In the 1930s, a Florida cruise boat operator named Colonel Tooey (Colonel was in fact his first name) had a grand idea for jazzing up his tours. He decided to deposit six rhesus macaques on a man-made island near Silver Springs, hoping to entice tourists with the promise of monkey sightings. What he did not appear to know, however, is that rhesus macaques can swim.
Tooey’s star attractions quickly hightailed it into Silver Springs State Park, where they established a troop that now numbers around 300 individuals. The monkeys are cute and popular with tourists. They are invasive and about a quarter of their population is infected with the herpes B virus. Now, according to Anne Schindler of First Coast News, their population appears to be expanding.
The macaques were already known to range beyond the limits of Silver Springs State Park, but recently, for the first time, they were spotted in Jacksonville, nearly 100 miles away in the northeastern part of the state. “Florida Fish and Wildlife Conservation Commission (FWC) officials call the reports credible,” First Coast News reports, “a likely expansion of the feral monkey population in Central Florida.”

[Records from a collection]
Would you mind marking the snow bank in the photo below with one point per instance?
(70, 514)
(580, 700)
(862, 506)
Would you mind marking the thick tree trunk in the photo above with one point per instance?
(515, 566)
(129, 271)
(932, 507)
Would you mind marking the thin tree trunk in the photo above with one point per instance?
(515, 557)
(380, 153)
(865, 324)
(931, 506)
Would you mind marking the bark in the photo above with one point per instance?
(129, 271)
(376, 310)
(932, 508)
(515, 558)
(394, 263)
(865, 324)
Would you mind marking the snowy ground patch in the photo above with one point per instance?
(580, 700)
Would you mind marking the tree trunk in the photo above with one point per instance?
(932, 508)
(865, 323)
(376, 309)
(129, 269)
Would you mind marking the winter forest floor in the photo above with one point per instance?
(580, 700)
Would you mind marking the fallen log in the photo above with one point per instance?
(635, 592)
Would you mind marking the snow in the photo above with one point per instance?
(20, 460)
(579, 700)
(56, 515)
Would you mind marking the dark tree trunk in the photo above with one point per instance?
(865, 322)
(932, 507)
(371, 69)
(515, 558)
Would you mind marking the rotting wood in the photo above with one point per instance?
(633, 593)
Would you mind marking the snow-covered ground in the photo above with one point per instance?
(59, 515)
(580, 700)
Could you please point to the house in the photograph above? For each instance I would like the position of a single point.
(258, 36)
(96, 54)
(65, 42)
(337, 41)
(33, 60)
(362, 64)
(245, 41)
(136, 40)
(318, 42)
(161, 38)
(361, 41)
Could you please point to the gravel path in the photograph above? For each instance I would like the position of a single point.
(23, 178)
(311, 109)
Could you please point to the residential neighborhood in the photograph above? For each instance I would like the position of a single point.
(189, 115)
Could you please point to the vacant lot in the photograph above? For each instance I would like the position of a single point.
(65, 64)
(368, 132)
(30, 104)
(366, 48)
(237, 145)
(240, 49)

YOUR TASKS
**a)** Rewrite the stretch of the Florida monkey passage from "In the 1930s, a" through "macaques can swim.", putting "capuchin monkeys" wherever "rhesus macaques" appears.
**b)** Carry the Florida monkey passage forward from its final sentence.
The entries are separate material, independent of the text above.

REPLIES
**a)**
In the 1930s, a Florida cruise boat operator named Colonel Tooey (Colonel was in fact his first name) had a grand idea for jazzing up his tours. He decided to deposit six capuchin monkeys on a man-made island near Silver Springs, hoping to entice tourists with the promise of monkey sightings. What he did not appear to know, however, is that capuchin monkeys can swim.

**b)**
Though they are typically skittish around people, the macaques have been known to get aggressive. In 2017, parts of Silver Springs State Park had to be shut down because the monkeys were getting tetchy about human visitors. According to Carlos E. Medina of the Ocala Star-Banner, there is concern that a continued increase in the macaque population will mean more chances of interactions and conflicts with humans—which is disconcerting, in part, because of the monkeys’ herpes problem.
Macaques shed the virus in their saliva, urine and feces, reports Hannah Knowles of the Washington Post. Humans can contract herpes B from infected monkeys through scratches, bites, or contact with an infected animal’s nose or mouth. If untreated, the disease can lead to brain damage or even death—but according to the CDC, “B virus infections in people are rare.” Since 1932, there have been only 50 people with documented herpes B cases in the country, 21 of whom died.
“Hundreds of bites and scratches occur every year in monkey facilities in the United States,” the CDC notes, “but people rarely get infected with B virus.”
Steve Johnson, a University of Florida wildlife ecologist, tells First Coast News that the concern about herpes B transmission from macaques comes down to “low risk, high consequence.” A more pressing worry, perhaps, is the possible impact of the monkeys on the native environment. In the 1970s, rhesus macaques decimated red mangroves in the Florida Keys, “leading to massive vegetation loss and shoreline erosion,” according to the FWC. Between 1984 and 2012, around 1,000 of Florida’s feral monkeys were removed or sterilized as part of a state-sanctioned initiative—one that abruptly came to a halt when the public discovered that the trapped monkeys were being sold for biomedical research.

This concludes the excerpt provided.